Records contained in a dataset
┄┄┄┄┄┄┄┄┄┄

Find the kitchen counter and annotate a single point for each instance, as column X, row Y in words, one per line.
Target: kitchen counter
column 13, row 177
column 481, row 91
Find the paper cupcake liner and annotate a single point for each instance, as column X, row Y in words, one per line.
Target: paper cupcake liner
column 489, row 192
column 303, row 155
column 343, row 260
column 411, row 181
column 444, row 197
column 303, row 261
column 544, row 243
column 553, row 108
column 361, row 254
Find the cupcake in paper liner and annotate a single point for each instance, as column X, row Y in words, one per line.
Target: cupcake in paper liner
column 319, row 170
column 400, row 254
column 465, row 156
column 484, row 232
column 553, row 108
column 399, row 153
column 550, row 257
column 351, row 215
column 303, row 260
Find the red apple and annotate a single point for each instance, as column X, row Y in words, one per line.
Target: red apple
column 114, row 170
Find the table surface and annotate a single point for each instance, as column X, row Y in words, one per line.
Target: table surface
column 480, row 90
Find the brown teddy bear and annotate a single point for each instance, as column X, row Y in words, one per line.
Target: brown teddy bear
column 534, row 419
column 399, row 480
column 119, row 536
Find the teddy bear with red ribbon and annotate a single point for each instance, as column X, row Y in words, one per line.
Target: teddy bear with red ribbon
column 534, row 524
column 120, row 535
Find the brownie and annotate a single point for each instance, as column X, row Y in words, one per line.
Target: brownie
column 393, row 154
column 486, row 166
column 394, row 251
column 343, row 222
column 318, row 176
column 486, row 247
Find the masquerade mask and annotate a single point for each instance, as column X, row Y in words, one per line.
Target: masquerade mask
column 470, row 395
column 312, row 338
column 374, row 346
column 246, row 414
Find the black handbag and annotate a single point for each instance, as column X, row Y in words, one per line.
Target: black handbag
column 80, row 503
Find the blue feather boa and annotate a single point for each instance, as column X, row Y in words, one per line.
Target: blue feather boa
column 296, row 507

┄┄┄┄┄┄┄┄┄┄

About this exercise:
From the line containing "Target: black handbag" through the last line of the entries above, print every line exactly, including both ends, and nothing else.

Response area:
Target: black handbag
column 80, row 503
Find the blue feather boa and annotate a single point for each instance, as column X, row Y in words, one per line.
Target: blue feather boa
column 296, row 507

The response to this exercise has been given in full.